§ **Data shown**
══════════════════════════════
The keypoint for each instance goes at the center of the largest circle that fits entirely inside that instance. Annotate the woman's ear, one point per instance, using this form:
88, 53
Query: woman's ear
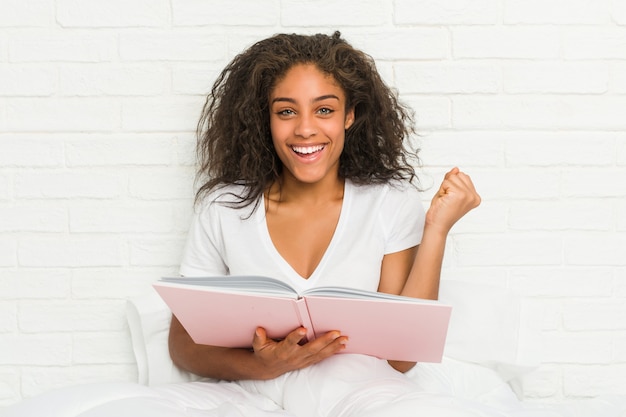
349, 118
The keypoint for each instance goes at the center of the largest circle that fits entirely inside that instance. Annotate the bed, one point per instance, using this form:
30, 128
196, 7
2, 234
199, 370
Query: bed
492, 342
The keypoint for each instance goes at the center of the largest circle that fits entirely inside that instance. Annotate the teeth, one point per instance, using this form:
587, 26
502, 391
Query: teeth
307, 149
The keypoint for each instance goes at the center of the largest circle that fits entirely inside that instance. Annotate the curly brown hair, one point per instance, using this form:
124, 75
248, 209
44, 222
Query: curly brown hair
234, 141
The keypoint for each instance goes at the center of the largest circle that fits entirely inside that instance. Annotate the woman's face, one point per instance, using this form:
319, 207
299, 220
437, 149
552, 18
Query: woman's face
308, 120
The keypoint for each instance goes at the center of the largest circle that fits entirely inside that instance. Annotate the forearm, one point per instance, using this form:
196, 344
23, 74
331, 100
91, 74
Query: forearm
212, 361
424, 276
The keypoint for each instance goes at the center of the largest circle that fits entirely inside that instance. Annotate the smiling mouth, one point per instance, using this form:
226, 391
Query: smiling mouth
307, 150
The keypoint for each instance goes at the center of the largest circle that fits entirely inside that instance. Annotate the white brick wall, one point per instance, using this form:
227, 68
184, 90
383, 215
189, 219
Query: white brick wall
98, 104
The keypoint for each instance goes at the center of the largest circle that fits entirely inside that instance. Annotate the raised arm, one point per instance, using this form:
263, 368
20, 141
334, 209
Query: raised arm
416, 272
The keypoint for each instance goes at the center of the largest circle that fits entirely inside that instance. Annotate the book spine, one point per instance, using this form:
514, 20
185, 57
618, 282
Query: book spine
303, 315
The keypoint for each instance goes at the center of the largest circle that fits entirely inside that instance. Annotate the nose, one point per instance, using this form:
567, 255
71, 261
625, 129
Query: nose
306, 126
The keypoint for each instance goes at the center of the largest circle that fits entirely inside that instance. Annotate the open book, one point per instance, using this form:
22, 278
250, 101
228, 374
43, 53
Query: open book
225, 311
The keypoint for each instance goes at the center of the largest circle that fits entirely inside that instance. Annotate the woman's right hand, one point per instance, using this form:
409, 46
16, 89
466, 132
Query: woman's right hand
290, 354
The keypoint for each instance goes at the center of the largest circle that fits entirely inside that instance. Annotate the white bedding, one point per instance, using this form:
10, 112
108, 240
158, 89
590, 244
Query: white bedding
490, 344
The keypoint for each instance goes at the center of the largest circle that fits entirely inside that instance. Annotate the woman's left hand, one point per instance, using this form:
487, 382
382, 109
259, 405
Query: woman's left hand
456, 196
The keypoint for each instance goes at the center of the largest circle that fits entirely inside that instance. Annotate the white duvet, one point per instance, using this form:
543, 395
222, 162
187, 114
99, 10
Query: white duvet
490, 344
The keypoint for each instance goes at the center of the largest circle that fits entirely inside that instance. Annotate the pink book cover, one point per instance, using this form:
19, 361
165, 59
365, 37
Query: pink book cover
397, 330
400, 330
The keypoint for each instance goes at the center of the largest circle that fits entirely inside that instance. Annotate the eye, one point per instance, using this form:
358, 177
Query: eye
285, 112
325, 111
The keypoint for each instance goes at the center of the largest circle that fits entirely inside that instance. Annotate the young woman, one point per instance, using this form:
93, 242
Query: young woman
307, 177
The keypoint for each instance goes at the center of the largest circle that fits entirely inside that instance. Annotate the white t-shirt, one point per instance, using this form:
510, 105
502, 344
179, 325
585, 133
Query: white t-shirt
375, 220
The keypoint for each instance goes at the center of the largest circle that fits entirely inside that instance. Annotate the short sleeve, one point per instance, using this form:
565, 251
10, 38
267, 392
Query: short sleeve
204, 246
403, 218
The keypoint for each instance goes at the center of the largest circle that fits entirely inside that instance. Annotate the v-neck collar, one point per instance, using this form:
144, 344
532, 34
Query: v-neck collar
295, 278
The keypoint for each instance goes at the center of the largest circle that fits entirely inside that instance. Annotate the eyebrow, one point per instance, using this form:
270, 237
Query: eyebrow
291, 100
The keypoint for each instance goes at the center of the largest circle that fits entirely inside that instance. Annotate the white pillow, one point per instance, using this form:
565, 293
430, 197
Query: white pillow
489, 327
149, 322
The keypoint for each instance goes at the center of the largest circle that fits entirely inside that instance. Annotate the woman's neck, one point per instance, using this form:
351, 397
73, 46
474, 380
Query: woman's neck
290, 190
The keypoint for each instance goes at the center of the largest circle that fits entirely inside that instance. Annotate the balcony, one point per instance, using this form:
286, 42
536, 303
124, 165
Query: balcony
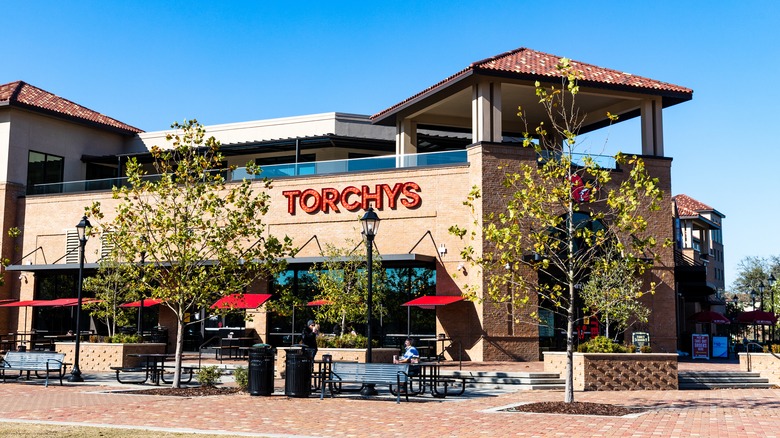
══════════════════════════════
§ **Exercise requirements**
Pull out every line of the material above that contains the string "smiling", treating uppercase and lowercase as different, and copy each such line in full.

§ **Result of the task**
The keypoint for each instance goes at the center of the largest circle that fits entirely inside that instance. Annotate the smiling mouth, one point per instance, using this form:
Query: smiling mouth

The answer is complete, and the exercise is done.